_Task brief:_ Copy out the data word for word. The images are not part of the copy.

Source data
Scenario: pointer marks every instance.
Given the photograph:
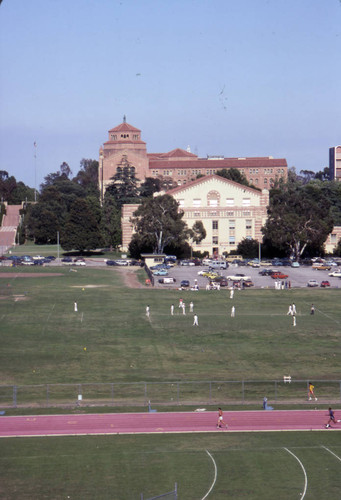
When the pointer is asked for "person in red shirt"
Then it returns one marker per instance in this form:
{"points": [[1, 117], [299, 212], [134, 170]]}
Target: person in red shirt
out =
{"points": [[221, 422]]}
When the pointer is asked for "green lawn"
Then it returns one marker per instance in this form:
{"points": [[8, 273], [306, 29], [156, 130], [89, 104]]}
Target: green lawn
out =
{"points": [[250, 465]]}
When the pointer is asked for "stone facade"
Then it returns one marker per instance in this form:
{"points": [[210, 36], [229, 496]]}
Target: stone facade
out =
{"points": [[125, 148], [229, 212]]}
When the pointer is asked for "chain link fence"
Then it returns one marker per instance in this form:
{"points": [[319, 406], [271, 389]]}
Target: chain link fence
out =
{"points": [[213, 392]]}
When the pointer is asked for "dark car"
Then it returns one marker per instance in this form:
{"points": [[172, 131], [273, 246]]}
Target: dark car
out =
{"points": [[325, 284], [184, 284]]}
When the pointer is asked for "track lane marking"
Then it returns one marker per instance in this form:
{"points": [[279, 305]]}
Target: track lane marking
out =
{"points": [[330, 451], [304, 472], [215, 475]]}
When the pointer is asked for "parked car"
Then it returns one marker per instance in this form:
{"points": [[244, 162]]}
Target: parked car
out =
{"points": [[325, 284], [184, 284], [312, 283], [335, 274], [160, 272], [279, 276], [166, 281]]}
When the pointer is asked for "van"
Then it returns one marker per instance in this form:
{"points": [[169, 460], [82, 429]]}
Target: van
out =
{"points": [[231, 258], [218, 264]]}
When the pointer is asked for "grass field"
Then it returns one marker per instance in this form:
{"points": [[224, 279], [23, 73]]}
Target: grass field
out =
{"points": [[252, 465], [43, 341]]}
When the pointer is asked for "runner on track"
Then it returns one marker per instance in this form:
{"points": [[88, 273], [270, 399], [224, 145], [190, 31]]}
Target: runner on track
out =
{"points": [[331, 417], [220, 422]]}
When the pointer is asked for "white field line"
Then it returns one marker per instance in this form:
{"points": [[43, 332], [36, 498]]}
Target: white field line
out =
{"points": [[326, 315], [330, 451], [304, 472], [215, 475]]}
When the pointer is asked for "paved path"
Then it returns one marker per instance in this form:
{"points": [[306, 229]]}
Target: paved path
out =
{"points": [[136, 423]]}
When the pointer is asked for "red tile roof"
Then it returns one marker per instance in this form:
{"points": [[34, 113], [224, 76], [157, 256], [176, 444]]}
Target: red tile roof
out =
{"points": [[124, 127], [219, 164], [207, 178]]}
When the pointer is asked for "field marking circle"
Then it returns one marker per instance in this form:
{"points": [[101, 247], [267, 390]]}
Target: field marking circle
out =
{"points": [[304, 472], [215, 475]]}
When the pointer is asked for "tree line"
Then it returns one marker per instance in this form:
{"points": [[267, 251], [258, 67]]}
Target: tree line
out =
{"points": [[301, 213]]}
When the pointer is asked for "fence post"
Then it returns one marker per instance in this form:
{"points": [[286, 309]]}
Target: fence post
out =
{"points": [[15, 389]]}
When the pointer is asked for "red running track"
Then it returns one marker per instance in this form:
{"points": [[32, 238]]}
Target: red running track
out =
{"points": [[135, 423]]}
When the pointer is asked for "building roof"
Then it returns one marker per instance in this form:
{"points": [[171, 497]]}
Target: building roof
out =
{"points": [[160, 162], [209, 178], [124, 127]]}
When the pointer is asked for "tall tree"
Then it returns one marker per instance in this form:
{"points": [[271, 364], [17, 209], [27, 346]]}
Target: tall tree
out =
{"points": [[159, 221], [111, 222], [81, 231], [298, 216]]}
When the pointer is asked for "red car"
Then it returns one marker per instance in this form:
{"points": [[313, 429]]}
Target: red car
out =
{"points": [[279, 276], [324, 284]]}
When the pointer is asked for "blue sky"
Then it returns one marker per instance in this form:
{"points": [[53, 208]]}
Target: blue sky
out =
{"points": [[234, 78]]}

_Written answer:_
Scenario: pointer marks every instance.
Given the photograph:
When the pointer is asked for "person in red shirt"
Then it returns one marker per instance in this form:
{"points": [[1, 117], [299, 212], [134, 170]]}
Target: person in red shirt
out =
{"points": [[221, 422]]}
When the pointer is asked for "green lawn"
Then it returns one marker per instance in this form:
{"points": [[8, 273], [306, 29], [156, 130], [89, 104]]}
Target: green lawn
out =
{"points": [[250, 465]]}
When the pointer is asked for "stone facade"
Then it returns one marker per instance in this form:
{"points": [[210, 36], [229, 496]]}
Target: stone facade
out =
{"points": [[125, 148], [229, 212]]}
When the pointer is asked for "chain link fence"
Then it returns one marker per instance in this form:
{"points": [[319, 406], [271, 389]]}
Target: chain link fence
out =
{"points": [[213, 392]]}
When the pointer is asked for "dark car"
Then it returns one marker per instance in this form:
{"points": [[172, 131], [273, 246]]}
Target: dark car
out =
{"points": [[325, 284], [184, 284]]}
When the pointer is asked for "track lane marking"
Then it returns one marker per instance in this form:
{"points": [[279, 305]]}
Target: track lane marking
out =
{"points": [[330, 451], [304, 472], [215, 475]]}
When the pointer is asked for "parked car"
Then it returns one marker per instance in this form:
{"points": [[244, 162]]}
Target: parked car
out =
{"points": [[325, 284], [184, 284], [312, 283], [335, 274], [160, 272], [279, 276], [166, 281]]}
When the pointer is asked for "van"
Then it returns one marker per instance in this form:
{"points": [[169, 460], [82, 429]]}
Target: van
out =
{"points": [[231, 258], [218, 264]]}
When the pointer is asked for "grass field"
Then it returns one marker per instance in this form:
{"points": [[224, 279], [23, 73]]}
Target: grass field
out =
{"points": [[252, 465], [43, 341]]}
When the pointer is asked for "runner on track"
Then it returns one marker per instance in this form:
{"points": [[88, 273], [270, 399], [224, 145], [190, 31]]}
Target: runner on track
out =
{"points": [[331, 417], [220, 422]]}
When the pointer is asked for "white field line"
Then it returns one marker per instance in this form:
{"points": [[43, 332], [36, 498]]}
Target: white field line
out =
{"points": [[326, 315], [330, 451], [304, 472], [215, 475]]}
When the pointer is asked for "paved path"
Then it returns one marker per instance in this form:
{"points": [[306, 229]]}
Target: paved path
out =
{"points": [[136, 423]]}
When the pointer is asked for "red tile roof"
Then it returns one marker per instance in this form:
{"points": [[34, 113], [224, 76], [157, 256], [176, 444]]}
Target: red tile roof
out =
{"points": [[124, 127], [219, 164], [207, 178]]}
When the pointer is asked for "field marking circle"
Then it returns one marker per instance in this form:
{"points": [[101, 247], [267, 390]]}
Target: field marking circle
out =
{"points": [[304, 472], [215, 475]]}
When the pointer is asked for "tree line"
Then it returns one marker per instance in this form:
{"points": [[267, 251], [258, 67]]}
Target: tree line
out =
{"points": [[301, 213]]}
When the pointer is asked for "fence post"
Then it returns one marker per instance in this form:
{"points": [[286, 309]]}
Target: fence post
out =
{"points": [[15, 389]]}
When the pointer is asked for "red running track"
Then it returns one marker per instance in this form:
{"points": [[32, 238]]}
Target: red running track
out =
{"points": [[135, 423]]}
When the pointer is asked for "building roof"
Then it returns one marker per instance in this form:
{"points": [[171, 497]]}
Target: building roof
out =
{"points": [[160, 162], [209, 178], [124, 127]]}
When the pointer is asked for "tall tree"
Then it returns one marker per instance in this form:
{"points": [[271, 364], [17, 209], [27, 346]]}
Target: tall tree
out =
{"points": [[159, 221], [111, 222], [81, 231], [298, 216]]}
When the pointer is asked for "red car"
Then it returns one marker per instance in this form:
{"points": [[313, 429]]}
Target: red car
out =
{"points": [[279, 276], [324, 284]]}
When the pointer is asked for "blue sky"
Then it returns one marker per instance in this form:
{"points": [[53, 208]]}
Target: blue sky
out =
{"points": [[234, 78]]}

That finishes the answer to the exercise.